## À COMPLÉTER
a. Dans l'article sur la disparition de Marguerite Gourgue, dans quel pays est-elle décédée et que faisait-elle à ce moment-là ?
b. Recopiez mot pour mot le passage de l'article sur Marguerite Gourgue qui va de « L’amour du théâtre » jusqu'à « histoire encore douloureuse. ».
c. Rédigez la suite de l'article consacré à Marguerite Gourgue, en reprenant juste après sa dernière phrase.

## TEXTE PRÉSENTÉ
C’est par les réseaux sociaux que la triste nouvelle est tombée, laissant le monde du théâtre abasourdi. Puis quelques heures plus tard, le Syndicat National du Théâtre Privé, suivie de l’équipe de Théâtre Actuel qui officie maintenant à la tête du théâtre de la Bruyère qui lui fut si cher, ont officialisé l’annonce de sa disparition. Marguerite Gourgue est décédée au Vietnam, alors qu’elle naviguait sur le Mékong ! Presque comme dans un roman de Marguerite Duras.
L’amour du théâtre et des artistes
Toutes les deux avaient en commun le prénom, l’exil et les rondeurs. Marguerite Gourgue était une pied-noir d’Algérie. Elle n’était pas nostalgique, mais elle n’en demeurait pas moins attachée à ce passé. C’est pour cette raison qu’elle avait tenu à accueillir le spectacle de Xavier Lemaire et Pierre-Olivier Scotto, Là-bas, de l’autre côté de la mer. Elle était fière de donner la parole à cette période de notre histoire encore douloureuse.
Venue du cinéma, Marguerite Gourgue aimait passionnément le théâtre et surtout les artistes. Nous nous souviendrons tous de son extrême bienveillance et de sa gentillesse. Elle répondait très facilement aux demandes d’organiser des lectures, ce fameux passage obligé pour monter un spectacle.

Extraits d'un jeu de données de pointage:
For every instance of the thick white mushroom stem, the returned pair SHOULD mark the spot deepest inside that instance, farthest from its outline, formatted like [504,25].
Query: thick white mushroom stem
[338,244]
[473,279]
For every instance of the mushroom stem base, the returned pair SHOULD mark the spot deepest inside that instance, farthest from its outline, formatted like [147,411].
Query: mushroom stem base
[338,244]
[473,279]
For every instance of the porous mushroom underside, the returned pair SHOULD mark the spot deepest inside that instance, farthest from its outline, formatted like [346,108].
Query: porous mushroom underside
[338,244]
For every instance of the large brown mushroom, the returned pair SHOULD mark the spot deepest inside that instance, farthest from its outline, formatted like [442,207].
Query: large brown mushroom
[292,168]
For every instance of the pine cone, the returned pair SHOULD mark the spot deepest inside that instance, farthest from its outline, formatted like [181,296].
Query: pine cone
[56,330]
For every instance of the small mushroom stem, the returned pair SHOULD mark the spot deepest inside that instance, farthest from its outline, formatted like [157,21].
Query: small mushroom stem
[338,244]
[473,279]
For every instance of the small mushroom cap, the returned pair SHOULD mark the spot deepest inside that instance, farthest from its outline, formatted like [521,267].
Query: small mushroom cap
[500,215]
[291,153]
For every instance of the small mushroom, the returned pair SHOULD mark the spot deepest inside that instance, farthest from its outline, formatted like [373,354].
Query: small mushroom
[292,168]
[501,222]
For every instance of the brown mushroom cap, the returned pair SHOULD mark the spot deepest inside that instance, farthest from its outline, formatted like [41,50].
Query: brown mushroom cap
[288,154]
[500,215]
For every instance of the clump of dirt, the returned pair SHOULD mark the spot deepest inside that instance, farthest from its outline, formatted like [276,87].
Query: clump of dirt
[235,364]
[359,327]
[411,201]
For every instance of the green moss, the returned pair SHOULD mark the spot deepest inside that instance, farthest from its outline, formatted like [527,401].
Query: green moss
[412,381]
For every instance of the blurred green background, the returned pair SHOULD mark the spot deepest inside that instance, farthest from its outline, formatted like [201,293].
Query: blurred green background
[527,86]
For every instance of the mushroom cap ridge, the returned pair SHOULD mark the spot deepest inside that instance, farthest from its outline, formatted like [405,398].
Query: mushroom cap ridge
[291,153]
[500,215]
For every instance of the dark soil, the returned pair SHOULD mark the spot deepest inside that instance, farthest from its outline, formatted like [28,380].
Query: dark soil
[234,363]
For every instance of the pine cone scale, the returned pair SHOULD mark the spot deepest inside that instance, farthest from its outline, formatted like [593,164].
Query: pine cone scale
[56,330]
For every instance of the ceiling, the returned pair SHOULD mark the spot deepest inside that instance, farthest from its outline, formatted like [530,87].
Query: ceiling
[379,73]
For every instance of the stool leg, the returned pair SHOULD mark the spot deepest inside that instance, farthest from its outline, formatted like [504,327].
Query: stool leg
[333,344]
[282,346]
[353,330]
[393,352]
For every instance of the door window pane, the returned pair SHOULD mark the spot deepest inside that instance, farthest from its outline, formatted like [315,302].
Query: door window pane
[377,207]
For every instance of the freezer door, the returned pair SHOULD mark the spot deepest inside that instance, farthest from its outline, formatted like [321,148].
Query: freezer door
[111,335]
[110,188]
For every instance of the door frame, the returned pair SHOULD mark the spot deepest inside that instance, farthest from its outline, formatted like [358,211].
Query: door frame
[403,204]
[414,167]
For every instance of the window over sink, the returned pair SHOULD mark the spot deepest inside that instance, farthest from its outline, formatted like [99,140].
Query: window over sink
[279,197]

## RÉPONSES ATTENDUES
a. Elle est décédée au Vietnam, alors qu'elle naviguait sur le Mékong.

b.
L’amour du théâtre et des artistes
Toutes les deux avaient en commun le prénom, l’exil et les rondeurs. Marguerite Gourgue était une pied-noir d’Algérie. Elle n’était pas nostalgique, mais elle n’en demeurait pas moins attachée à ce passé. C’est pour cette raison qu’elle avait tenu à accueillir le spectacle de Xavier Lemaire et Pierre-Olivier Scotto, Là-bas, de l’autre côté de la mer. Elle était fière de donner la parole à cette période de notre histoire encore douloureuse.

c.
« Marguerite aura marqué l’histoire du théâtre par ses choix audacieux et exigeants, permettant à de nombreux auteurs, metteurs en scène et artistes de mettre leurs spectacles en lumière », rappelle la nouvelle direction du La Bruyère. On se souviendra des spectacles passés sur sa scène, comme Les forains de Wojtowicz mis en scène par Panchika Velez, Kiki Van Beethoven d’Éric-Emannuel Schmitt, avec Danièle Lebrun mise en scène par Christophe Lidon. Mais également de Suite Française et Tempête en juin de Némirovsky ou encore de son dernier spectacle programmé, The Normal Heart de Larry Kramer… On ne peut pas tous les citer… Mais elle les aura tous défendus avec la même force.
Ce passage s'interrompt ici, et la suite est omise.